++++ TEXT EXTRACT
# New Guy



## RoninSoul (Feb 14, 2009)

Hi, this is my first post. I am looking forward to meeting other martial artists and reading different opinions. I love karate. I am an older practitioner and refuse to retire to the couch. I love Kata and Bunkai, intense workouts and feeling alive. I teach a class for beginnig students, 6-8 year olds. My friends call me Ed.:ultracool


----------



## arnisador (Feb 14, 2009)

Welcome!


----------



## seasoned (Feb 14, 2009)

Greetings my friend, and enjoy the site.


----------



## Drac (Feb 14, 2009)

Greetings and Welcome to MT...Enjoy!!!


----------



## 14 Kempo (Feb 14, 2009)

Hello and welcome to MartialTalk ... enjoy!


----------



## stickarts (Feb 14, 2009)

Welcome!


----------



## David Weatherly (Feb 14, 2009)

Welcome to MT enjoy!


----------



## morph4me (Feb 14, 2009)
++++++++
++++ ENTRIES SHOWN
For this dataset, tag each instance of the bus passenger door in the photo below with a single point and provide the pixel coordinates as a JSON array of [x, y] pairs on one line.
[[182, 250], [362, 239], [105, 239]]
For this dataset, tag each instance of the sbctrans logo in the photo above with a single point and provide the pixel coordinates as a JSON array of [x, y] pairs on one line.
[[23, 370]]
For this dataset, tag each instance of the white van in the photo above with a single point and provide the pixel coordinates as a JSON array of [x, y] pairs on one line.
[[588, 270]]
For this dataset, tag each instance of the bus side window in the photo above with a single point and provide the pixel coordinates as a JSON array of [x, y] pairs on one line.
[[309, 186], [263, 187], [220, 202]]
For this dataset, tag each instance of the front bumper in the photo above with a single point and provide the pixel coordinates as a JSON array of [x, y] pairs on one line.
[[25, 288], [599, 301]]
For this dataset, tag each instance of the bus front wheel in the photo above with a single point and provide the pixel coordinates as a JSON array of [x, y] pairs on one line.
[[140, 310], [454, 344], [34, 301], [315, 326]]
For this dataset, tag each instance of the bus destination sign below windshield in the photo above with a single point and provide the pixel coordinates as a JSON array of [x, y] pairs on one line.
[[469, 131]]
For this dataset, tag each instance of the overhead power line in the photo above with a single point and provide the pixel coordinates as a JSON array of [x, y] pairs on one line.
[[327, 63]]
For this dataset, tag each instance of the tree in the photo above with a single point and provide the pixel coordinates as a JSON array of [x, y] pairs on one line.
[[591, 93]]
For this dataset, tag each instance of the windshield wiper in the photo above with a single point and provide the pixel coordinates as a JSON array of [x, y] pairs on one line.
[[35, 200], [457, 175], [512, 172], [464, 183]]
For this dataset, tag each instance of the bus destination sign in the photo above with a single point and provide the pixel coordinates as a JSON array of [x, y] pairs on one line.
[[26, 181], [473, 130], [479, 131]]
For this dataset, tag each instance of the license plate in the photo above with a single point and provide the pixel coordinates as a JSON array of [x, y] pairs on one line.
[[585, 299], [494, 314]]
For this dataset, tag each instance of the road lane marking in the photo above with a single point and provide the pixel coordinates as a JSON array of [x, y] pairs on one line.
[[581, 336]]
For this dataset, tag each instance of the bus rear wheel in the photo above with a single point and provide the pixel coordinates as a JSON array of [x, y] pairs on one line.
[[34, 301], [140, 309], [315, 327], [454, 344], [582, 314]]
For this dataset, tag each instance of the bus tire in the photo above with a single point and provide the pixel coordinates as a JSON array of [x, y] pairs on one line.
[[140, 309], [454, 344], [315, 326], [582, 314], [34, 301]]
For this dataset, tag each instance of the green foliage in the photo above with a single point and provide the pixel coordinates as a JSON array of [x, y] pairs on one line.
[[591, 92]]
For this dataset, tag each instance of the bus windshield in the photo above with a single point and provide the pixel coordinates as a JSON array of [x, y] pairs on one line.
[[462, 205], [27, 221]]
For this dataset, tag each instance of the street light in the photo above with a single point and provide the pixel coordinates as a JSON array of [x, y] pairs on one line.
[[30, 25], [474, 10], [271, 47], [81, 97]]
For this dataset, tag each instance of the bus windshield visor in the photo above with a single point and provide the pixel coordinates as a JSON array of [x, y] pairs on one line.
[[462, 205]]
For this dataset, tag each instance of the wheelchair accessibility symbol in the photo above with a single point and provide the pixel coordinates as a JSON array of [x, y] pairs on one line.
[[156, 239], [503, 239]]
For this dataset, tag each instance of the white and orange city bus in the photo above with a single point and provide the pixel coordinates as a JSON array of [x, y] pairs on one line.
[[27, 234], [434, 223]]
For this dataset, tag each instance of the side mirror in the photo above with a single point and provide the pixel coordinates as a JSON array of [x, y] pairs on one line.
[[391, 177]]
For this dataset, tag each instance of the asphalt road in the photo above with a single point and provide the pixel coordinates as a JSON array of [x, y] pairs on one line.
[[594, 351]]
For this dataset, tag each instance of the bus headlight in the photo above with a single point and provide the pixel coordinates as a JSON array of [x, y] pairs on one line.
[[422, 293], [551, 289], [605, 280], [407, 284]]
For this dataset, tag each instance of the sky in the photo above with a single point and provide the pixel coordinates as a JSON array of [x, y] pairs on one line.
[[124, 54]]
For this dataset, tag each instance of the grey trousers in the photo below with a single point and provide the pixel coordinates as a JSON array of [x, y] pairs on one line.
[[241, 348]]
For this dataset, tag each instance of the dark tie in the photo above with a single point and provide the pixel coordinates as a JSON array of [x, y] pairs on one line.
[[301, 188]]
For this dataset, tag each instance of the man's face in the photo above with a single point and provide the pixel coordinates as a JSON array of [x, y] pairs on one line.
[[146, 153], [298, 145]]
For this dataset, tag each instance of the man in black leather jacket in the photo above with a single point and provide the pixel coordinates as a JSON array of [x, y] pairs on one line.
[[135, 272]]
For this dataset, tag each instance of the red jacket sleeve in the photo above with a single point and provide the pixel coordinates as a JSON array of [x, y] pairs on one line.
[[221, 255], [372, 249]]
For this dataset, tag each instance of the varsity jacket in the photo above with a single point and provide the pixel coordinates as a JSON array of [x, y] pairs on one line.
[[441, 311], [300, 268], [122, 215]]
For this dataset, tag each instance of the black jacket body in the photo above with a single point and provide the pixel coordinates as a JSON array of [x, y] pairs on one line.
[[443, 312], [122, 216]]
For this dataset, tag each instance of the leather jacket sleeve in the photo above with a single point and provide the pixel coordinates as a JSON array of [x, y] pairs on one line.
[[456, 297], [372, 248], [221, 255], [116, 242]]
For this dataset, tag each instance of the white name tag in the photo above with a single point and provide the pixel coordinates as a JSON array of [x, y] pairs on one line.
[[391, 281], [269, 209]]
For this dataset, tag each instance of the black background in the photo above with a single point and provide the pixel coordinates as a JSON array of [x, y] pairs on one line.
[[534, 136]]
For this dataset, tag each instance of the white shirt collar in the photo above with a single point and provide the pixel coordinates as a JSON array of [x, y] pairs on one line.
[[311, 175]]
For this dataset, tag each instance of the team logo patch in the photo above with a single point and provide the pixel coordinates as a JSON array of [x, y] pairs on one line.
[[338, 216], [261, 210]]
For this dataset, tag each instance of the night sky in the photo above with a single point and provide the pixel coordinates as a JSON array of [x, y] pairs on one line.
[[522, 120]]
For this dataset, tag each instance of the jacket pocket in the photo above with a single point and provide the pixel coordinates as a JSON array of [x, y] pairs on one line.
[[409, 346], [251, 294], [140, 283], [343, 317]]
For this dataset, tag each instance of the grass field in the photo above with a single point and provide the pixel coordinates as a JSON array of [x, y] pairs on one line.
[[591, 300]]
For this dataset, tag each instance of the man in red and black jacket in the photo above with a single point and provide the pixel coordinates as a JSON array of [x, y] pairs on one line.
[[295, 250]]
++++++++
CHALLENGE 1: Write out the part of the new-member thread that opens with the words "Hi, this is" and closes with "arnisador (Feb 14, 2009)", substituting "judo" for "karate".
CHALLENGE 2: In the new-member thread, what ages are the beginning students in the first poster's class?

FULL ANSWER 1:
Hi, this is my first post. I am looking forward to meeting other martial artists and reading different opinions. I love judo. I am an older practitioner and refuse to retire to the couch. I love Kata and Bunkai, intense workouts and feeling alive. I teach a class for beginnig students, 6-8 year olds. My friends call me Ed.:ultracool


----------



## arnisador (Feb 14, 2009)

FULL ANSWER 2: They are 6-8 year olds.